## TEKS KUTIPAN
◆ ◆ ◆ ◆
Namun, kebijakan luar negeri yang dijalankan oleh presiden Soeharto juga sempat melenceng ketika Indonesia diminta oleh Amerika Serikat berserta negara-negara lain di blok barat untuk menginvasi Timor Timur melalui operasi seroja pada tahun 1975 untuk membendung kebangkitan Fretilin didaerah itu yang berujung pada lepasnya Timor Timur menjadi negara merdeka dibawah keputusan Presiden Bacharuddin Jusuf Habibie seusai diumumkannya referendum tidak dapat dielakkan karena sejak awal Timor Timur tidak mengehndaki adanya aneksasi sebagaimana kekuatan blok barat tersebut inginkan dan menguaknya Sengketa Sipadan dan Ligitan serta penjualan aset negara berupa BUMN dibawah kesepakatan antara IMF dan pemerintah Indonesia ke publik seusai turunnya Presiden Soeharto akibat kegagalannya dalam menangani krisis monenter tahun 1997 ditambah dengan keterpaksaan Indonesia untuk dibail out oleh IMF dengan syarat tidak membiayai proyek seperti N-250 dan mobnas, menjadi bahan konsumsi publik yang liar dengan tidak didasari atas kredibilitas informasi yang dapat dipertanggungjawabkan yang mengakibatkan munculnya misinterpretasi masyarakat terhadap Presiden Indonesia ke 5 saat itu, Megawati Soekarnoputri dituduh oleh "fakta" bahwa Ia telah menjual BUMN dan kedua pulau tersebut sebagai dasar untuk membenarkan "ketiadagunaan reformasi" yang digerakkan oleh jajaran anti-reformasi yang masih berada dalam pos pemerintahan. Padahal, dalam kenyataannya sengketa tersebut awalnya muncul akibat perbedaan landasan hukum atas kedua aturan alur batas laut ketika batas landas kontinen dibahas oleh kedua negara tersbeut pada tahun 1976, dengan menggunakan aturan dari jaman kolonialisme Inggris terhadap Malaysia dan Belanda terhadap Indonesia. Hal ini kemudian disinggung oleh Presiden Soeharto yang saat itu masih menjabat dengan mengadakan kunjungannya ke Malaysia pada tahun 1997 untuk bertemu dengan PM Malaysia saat itu, Mahathir Mohamad untuk menyapakati membawa kasus tersebut ke Mahkamah Internasional dengan membuat perjanjian yang nantinya diratifikasi oleh kedua belah pihak, dimana 5 tahun kemudian diputuskan oleh Mahkamah Internasional bahwa kedua pulau tersebut berhak dimiliki oleh Malaysia. Sementara itu, Presiden Soeharto dan Presiden IMF saat itu, Michael Camdessus menyepakati penjualan BUMN sebagai syarat pembayaran atas pinjaman IMF, karena tidak layaknya APBN saat itu untuk membayar pinjaman tersebut.
◆ ◆ ◆ ◆
## PETUNJUK DAN KETENTUAN
Dalam teks kutipan di atas, siapa Perdana Menteri Malaysia yang ditemui Presiden Soeharto saat berkunjung ke Malaysia pada tahun 1997?

## DATA TERKUMPUL
◆ ◆ ◆ ◆
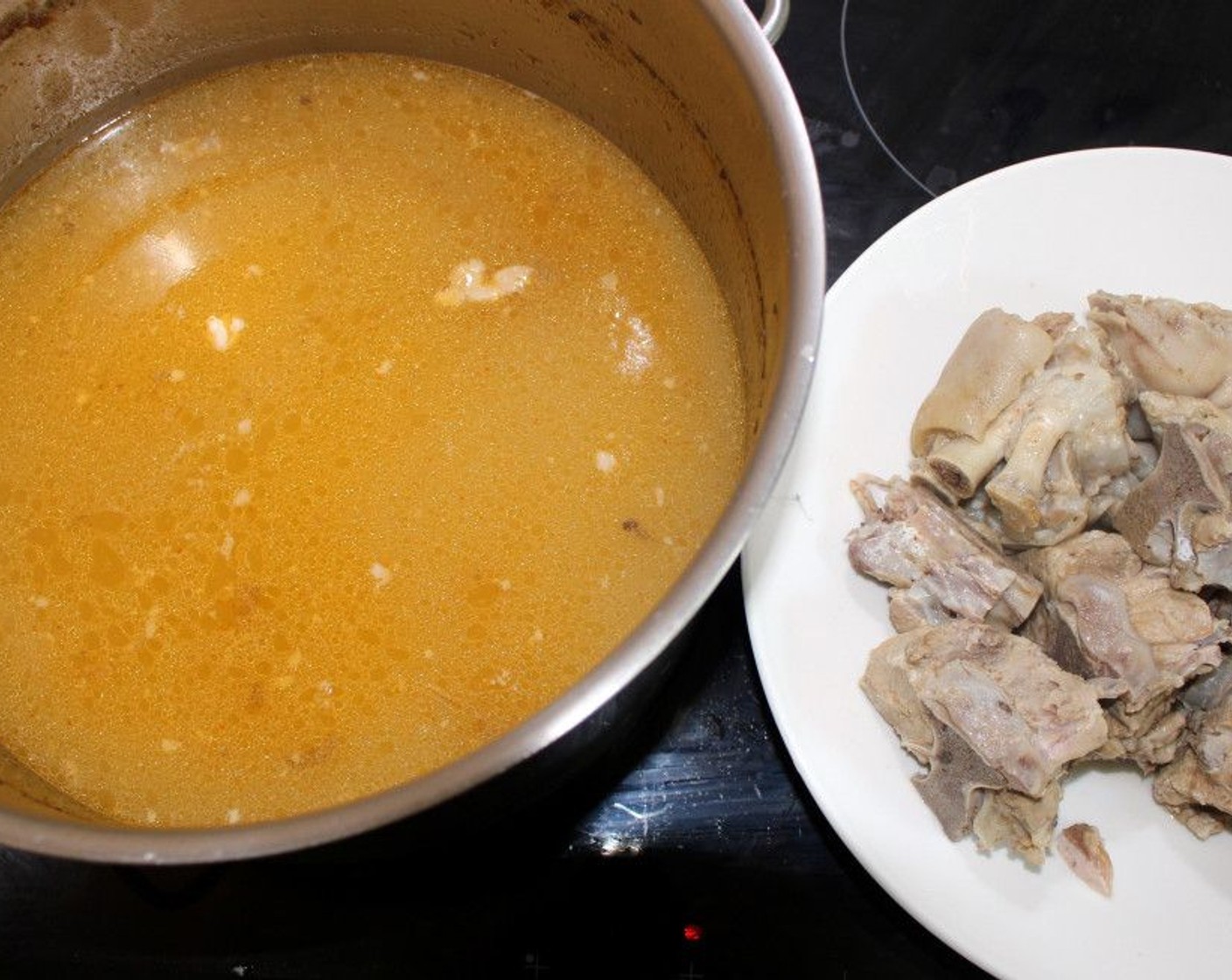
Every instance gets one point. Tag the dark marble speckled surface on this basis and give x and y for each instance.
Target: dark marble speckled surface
(699, 820)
◆ ◆ ◆ ◆
## CONTOH JAWABAN
Mahathir Mohamad.